- [Supplied data]:
####################
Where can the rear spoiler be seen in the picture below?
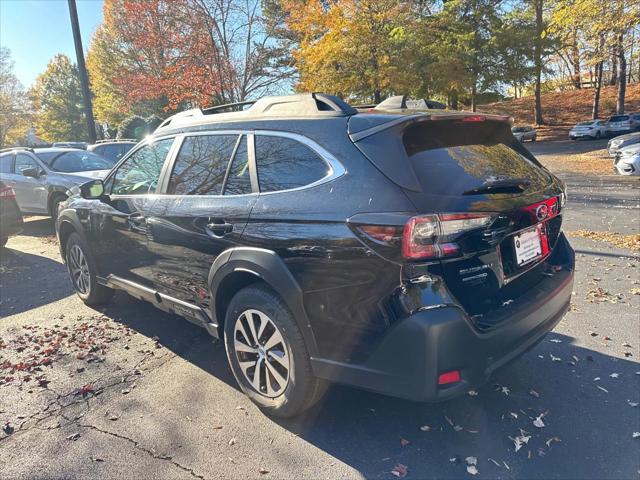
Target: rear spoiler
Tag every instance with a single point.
(356, 134)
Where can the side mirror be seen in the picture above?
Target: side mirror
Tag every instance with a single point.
(92, 190)
(30, 172)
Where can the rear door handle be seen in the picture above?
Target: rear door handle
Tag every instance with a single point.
(218, 228)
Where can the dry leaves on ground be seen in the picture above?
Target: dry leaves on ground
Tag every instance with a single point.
####################
- [Job]:
Rescale the items above by writing out all their lines again, requests included, with every point coordinate in the answers multiplied by 1.1 and rounded to a whole number, halves going up. Leave the pictures out.

- [Worked answer]:
Where can the rear spoiler be seen in the picture below?
Target: rear spoiler
Tag every instance with a single point.
(392, 147)
Where can the side mirror be seen in the picture above?
Target: side mirror
Tag every instance with a single point.
(101, 209)
(33, 189)
Where can the rear door handle be seen in the picture above?
Target: rear door handle
Tag every instance with a single point.
(240, 251)
Where can the dry leaves on ground be seen in the picture above?
Target: dry leaves on ground
Tag every instance with a single point.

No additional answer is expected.